--- START OF Input material ---

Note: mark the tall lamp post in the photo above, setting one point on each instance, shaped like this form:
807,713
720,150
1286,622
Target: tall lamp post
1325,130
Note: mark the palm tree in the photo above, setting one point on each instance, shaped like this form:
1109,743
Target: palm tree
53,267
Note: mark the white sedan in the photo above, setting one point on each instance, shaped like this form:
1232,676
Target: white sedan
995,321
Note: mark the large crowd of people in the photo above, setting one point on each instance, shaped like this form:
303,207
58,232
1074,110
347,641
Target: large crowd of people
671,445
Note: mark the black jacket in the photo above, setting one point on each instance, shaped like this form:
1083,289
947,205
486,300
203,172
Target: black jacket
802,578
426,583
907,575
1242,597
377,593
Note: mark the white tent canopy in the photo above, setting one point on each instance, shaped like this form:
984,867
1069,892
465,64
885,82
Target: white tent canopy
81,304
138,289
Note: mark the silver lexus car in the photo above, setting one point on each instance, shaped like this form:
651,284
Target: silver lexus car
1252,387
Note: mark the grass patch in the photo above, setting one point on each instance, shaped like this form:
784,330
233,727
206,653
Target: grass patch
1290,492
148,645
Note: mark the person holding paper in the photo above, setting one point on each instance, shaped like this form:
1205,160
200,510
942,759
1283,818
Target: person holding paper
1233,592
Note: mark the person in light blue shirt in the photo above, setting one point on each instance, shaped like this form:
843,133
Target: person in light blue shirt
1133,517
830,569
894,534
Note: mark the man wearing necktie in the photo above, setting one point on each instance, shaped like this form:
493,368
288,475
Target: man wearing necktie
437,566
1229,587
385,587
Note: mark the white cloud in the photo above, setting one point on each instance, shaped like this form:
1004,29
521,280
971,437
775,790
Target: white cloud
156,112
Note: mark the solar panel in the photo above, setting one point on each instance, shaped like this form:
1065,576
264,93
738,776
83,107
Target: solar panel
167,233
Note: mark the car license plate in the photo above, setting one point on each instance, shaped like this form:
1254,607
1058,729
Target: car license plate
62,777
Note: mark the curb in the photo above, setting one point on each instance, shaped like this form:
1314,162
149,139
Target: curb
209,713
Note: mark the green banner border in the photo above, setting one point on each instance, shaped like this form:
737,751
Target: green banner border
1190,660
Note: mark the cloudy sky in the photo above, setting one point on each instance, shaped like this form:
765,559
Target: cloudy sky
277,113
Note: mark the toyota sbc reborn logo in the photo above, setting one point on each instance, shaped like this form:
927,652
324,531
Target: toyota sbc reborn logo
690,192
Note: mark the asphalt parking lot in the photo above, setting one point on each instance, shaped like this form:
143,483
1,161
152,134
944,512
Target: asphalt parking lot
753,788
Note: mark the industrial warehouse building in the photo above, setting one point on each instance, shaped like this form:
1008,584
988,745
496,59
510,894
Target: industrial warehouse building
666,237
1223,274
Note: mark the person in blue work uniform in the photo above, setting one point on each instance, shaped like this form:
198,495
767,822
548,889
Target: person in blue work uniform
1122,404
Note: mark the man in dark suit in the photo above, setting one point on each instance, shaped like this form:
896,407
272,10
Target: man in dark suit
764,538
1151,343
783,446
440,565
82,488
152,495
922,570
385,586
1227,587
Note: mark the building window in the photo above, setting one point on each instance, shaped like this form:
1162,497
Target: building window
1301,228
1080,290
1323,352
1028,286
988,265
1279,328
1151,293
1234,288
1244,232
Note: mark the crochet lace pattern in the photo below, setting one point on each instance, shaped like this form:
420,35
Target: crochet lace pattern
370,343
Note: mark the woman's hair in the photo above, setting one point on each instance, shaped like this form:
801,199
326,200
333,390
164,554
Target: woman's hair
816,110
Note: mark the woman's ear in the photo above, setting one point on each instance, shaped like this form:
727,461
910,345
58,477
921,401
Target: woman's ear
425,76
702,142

--- END OF Input material ---

▸ Written instruction:
Reproduce the whole listing word for word.

▸ Answer to this task:
Note: mark the tall lamp post in the photo above, setting one point on each instance, shaped like this form:
807,713
720,150
1286,622
Target: tall lamp post
1325,130
Note: mark the palm tree in the photo above, setting one point on each instance, shaped like this form:
1109,743
Target: palm tree
53,267
Note: mark the white sedan in the photo above, setting one point on each instance, shaped like this form:
1232,676
Target: white sedan
995,321
Note: mark the large crowd of people in the photo above, setting one point on each instance, shaped like this form:
303,207
58,232
1074,110
347,641
Target: large crowd of people
671,445
Note: mark the black jacket in the photo above, setting one point on each instance, shaped like this form:
1083,289
947,205
486,300
203,172
Target: black jacket
802,578
426,583
907,575
1242,597
377,593
Note: mark the white tent canopy in the photo above, setting one point on each instance, shaped like this form:
984,867
1069,892
465,64
885,82
Target: white tent canopy
81,304
138,289
Note: mark the silver lexus car in the photo above, setting one point on each instance, shaped like this form:
651,284
Target: silver lexus car
1252,387
Note: mark the grass patch in the photo above, setting one point on each instance, shaped like this form:
784,330
233,727
206,653
Target: grass patch
1290,492
148,645
Note: mark the person holding paper in the photo above, setting one point on each instance, shaped like this form:
1205,160
200,510
942,759
1283,818
Target: person holding paper
1233,592
Note: mark the person in light blue shirt in the photo above, setting one point on each instance, shaped like this form:
843,133
Target: person in light blue shirt
1133,517
830,569
894,534
Note: mark the man wearing necktie in the photo above, setting one point on each instance, shaped like this form:
493,368
288,475
Target: man wearing necktie
437,566
1229,587
385,587
Note: mark the white cloud in the photo above, setting one point on each instance, shaped like this form:
1004,29
521,280
971,437
775,790
Target: white cloud
156,112
Note: mark the solar panel in the photo above, setting one point on each instance, shaped like this form:
1065,576
264,93
738,776
83,107
Target: solar panel
167,233
Note: mark the car license plate in the photo above, setting one point on each instance, shaped like this form:
1254,607
1058,729
Target: car license plate
62,777
Note: mark the curb in the photo above, setting one point on each instance, shaped like this form:
1314,162
149,139
Target: curb
209,713
Note: mark the green banner border in the photo above, setting one point on each instance, shaped like this form:
737,751
Target: green banner border
1190,660
Note: mark the cloudy sky in the photo above, setting one point on each instance, shaped like this form:
765,559
Target: cloudy sky
277,113
Note: mark the toyota sbc reborn logo in the photo above, setting one point on each instance, shaped like this form:
927,652
324,531
Target: toyota sbc reborn logo
690,192
Note: mark the asphalt parking lot in the photo above, setting one point on each instance, shaped like this form:
143,483
1,161
152,134
944,512
Target: asphalt parking lot
753,788
Note: mark the industrial warehouse building in the photo above, setting one point on each instance, shaped like this form:
1008,584
988,745
496,59
510,894
Target: industrial warehouse building
666,237
1223,274
Note: mark the person in blue work uniform in the photo above, setting one point on each instance, shaped like this form:
198,495
767,822
548,889
Target: person in blue work uniform
1122,404
Note: mark the man in dark suit in the photo above, setting one point on each instance, shaped like this form:
896,407
272,10
Target: man in dark suit
764,538
1151,343
783,446
440,565
82,488
152,495
922,570
385,586
1227,587
Note: mark the building window in the photo above, setting one point on each instance, shaped like this form:
1162,497
Target: building window
1301,228
1080,290
1323,352
1028,286
988,265
1279,328
1151,293
1234,288
1244,232
Note: mark the crochet lace pattern in the photo below, setting one point on each instance, shaped like this form:
420,35
Target: crochet lace pattern
370,343
Note: mark the woman's hair in the photo above, setting one point on each instance, shaped like this form:
801,199
326,200
333,390
164,554
Target: woman's hair
816,110
Note: mark the woman's ear in the photo above, setting one point on each instance, shaped like this form:
727,461
910,345
58,477
921,401
Target: woman's ear
425,76
702,142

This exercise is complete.